EXCERPT PROVIDED:
September 17, 2019

Following the money will lead to the truth

             Editors admonish rookie reporters: “Follow the money.”
If you want to know the back story behind the real story, follow the money. If you think money talks, listen to big money. Mega cash screams and twists arms.
Sometimes it takes a Sherlock Holmes-like sleuth to follow the dollar-bill trail that sneaks its way through backroom deals. Other times, the clues are blinking like a Budweiser sign in front of a roadside honkytonk.
            When a former coal lobbyist started running the Environmental Protection Agency (EPA), the warning signs didn’t just blink. Nothing-is-worth-protecting strobes bounced off every inch of the environment. You knew that Andrew Wheeler and the current administration would put money—really big money—ahead of the common good of America and our natural resources. Last week’s rollback of the 2015 water rules underscores that.
            I’ve traveled to Washington to testify at an EPA hearing on proposed toxic coal-ash rules. I’ve been to Atlanta multiple times to testify before Georgia’s Environmental Protection Division (EPD) and the state’s natural resources board. They all give the appearance of caring, but the deals had been cut. The votes have already been counted.
            Time after time, money wins.
            But that doesn’t mean those of us who value clean air and safe-to-drink water should wave the white flag.
Just the opposite.
Consider these examples:
§  The Broadhurst Environmental Landfill should not have been located in a soggy spot that sits atop the Floridan Aquifer and near streams, ultimately draining into coastal estuaries and the Atlantic Ocean. The initial report advised the geology wasn’t suitable. But money and wrangling made it happen anyway. Hindsight asks, “Where was the foresight?”

TASKS FOR THIS EXERCISE:
(1) For the column on following the money, state whether each of these statements agrees with it, answering yes or no and quoting the deciding words: (a) The writer has testified at an EPA hearing in Washington on proposed toxic coal-ash rules. (b) The initial report found the geology at the Broadhurst site suitable. (c) Last week's rollback concerned the 2015 air rules.
(2) Rewrite the stretch of the column on following the money from "When a former" through "already been counted.", substituting "the new administrator" for "Andrew Wheeler".
The data that follows has no connection to the column on following the money.

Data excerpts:

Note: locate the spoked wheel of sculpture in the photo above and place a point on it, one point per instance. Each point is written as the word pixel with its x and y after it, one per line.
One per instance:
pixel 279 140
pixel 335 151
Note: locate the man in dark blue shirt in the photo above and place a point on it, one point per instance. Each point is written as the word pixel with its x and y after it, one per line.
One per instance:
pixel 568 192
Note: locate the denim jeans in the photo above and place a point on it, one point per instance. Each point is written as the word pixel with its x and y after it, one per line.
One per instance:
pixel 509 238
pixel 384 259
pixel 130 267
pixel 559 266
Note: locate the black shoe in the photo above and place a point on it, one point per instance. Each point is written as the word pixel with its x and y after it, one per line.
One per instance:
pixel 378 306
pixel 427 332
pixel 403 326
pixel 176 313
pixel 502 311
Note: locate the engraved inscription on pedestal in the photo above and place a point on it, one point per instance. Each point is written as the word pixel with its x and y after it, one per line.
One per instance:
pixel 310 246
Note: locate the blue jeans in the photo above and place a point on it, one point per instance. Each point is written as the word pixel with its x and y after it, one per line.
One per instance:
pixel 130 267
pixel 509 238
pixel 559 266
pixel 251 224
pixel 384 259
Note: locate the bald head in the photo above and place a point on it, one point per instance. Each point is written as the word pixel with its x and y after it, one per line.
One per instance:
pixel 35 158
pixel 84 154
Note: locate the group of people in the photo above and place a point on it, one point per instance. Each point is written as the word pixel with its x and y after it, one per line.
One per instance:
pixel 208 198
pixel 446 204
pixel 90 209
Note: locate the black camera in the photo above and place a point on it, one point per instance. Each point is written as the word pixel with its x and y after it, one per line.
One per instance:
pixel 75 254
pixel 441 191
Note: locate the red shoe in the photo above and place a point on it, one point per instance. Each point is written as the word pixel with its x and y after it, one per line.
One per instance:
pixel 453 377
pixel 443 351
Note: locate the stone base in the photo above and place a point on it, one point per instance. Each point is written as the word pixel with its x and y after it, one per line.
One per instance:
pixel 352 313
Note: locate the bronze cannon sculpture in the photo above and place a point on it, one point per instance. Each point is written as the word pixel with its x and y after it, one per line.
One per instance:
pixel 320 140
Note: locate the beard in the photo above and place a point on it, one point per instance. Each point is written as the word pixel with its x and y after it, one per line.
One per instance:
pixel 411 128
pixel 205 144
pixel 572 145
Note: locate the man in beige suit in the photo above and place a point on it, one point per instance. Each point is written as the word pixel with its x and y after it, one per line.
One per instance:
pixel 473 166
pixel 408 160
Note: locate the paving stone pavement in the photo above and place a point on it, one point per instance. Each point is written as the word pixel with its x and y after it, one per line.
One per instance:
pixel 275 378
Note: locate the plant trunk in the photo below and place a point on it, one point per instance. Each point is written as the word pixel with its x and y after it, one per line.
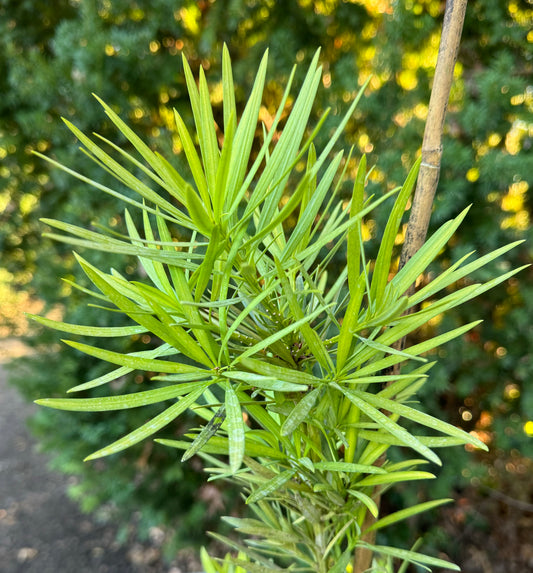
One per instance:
pixel 428 178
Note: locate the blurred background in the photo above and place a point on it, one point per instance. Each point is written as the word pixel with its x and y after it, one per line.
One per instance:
pixel 54 55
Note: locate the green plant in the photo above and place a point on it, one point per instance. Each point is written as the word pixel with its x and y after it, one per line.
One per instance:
pixel 288 368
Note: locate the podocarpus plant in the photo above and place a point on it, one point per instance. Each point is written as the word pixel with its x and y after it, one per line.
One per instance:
pixel 289 368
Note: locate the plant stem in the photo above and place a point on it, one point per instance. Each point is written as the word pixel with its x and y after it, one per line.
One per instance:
pixel 428 176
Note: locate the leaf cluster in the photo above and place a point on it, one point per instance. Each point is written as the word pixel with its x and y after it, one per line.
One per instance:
pixel 289 371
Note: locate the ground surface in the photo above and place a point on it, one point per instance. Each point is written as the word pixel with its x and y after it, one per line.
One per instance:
pixel 41 529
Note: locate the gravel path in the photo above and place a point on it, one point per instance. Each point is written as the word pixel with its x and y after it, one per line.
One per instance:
pixel 41 529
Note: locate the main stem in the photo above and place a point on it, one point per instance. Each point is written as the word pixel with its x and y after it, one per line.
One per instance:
pixel 428 179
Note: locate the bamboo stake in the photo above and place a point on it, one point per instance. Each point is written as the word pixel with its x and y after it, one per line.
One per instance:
pixel 427 181
pixel 428 176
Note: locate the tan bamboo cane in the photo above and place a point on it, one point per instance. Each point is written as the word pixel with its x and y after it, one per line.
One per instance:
pixel 428 178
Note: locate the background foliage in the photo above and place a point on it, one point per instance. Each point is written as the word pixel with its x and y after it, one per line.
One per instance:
pixel 127 52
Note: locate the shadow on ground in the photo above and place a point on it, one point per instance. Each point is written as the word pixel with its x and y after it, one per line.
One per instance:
pixel 41 529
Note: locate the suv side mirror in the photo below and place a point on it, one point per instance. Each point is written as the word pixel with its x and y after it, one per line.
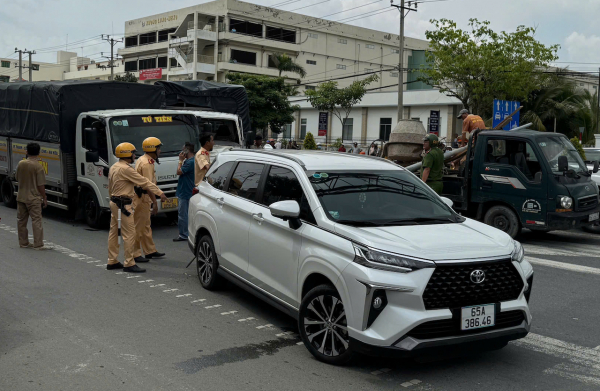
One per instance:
pixel 288 211
pixel 91 139
pixel 563 163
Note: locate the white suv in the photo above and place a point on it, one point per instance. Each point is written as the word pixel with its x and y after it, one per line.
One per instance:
pixel 360 251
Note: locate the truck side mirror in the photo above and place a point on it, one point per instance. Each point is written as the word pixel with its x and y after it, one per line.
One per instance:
pixel 91 139
pixel 563 163
pixel 92 156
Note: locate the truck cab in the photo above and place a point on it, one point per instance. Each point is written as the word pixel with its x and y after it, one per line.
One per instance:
pixel 524 179
pixel 98 134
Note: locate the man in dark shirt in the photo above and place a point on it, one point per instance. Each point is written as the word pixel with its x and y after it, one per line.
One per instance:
pixel 185 185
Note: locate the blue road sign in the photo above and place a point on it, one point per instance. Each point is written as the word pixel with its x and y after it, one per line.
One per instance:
pixel 502 110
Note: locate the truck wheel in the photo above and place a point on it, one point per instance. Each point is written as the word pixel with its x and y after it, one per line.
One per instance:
pixel 8 193
pixel 92 212
pixel 504 219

SOLVED PROBLEMS:
(1)
(a) Yes: "I’ve traveled to Washington to testify at an EPA hearing on proposed toxic coal-ash rules."
(b) No: "The initial report advised the geology wasn’t suitable."
(c) No: "Last week’s rollback of the 2015 water rules underscores that."

(2)
When a former coal lobbyist started running the Environmental Protection Agency (EPA), the warning signs didn’t just blink. Nothing-is-worth-protecting strobes bounced off every inch of the environment. You knew that the new administrator and the current administration would put money—really big money—ahead of the common good of America and our natural resources. Last week’s rollback of the 2015 water rules underscores that.
            I’ve traveled to Washington to testify at an EPA hearing on proposed toxic coal-ash rules. I’ve been to Atlanta multiple times to testify before Georgia’s Environmental Protection Division (EPD) and the state’s natural resources board. They all give the appearance of caring, but the deals had been cut. The votes have already been counted.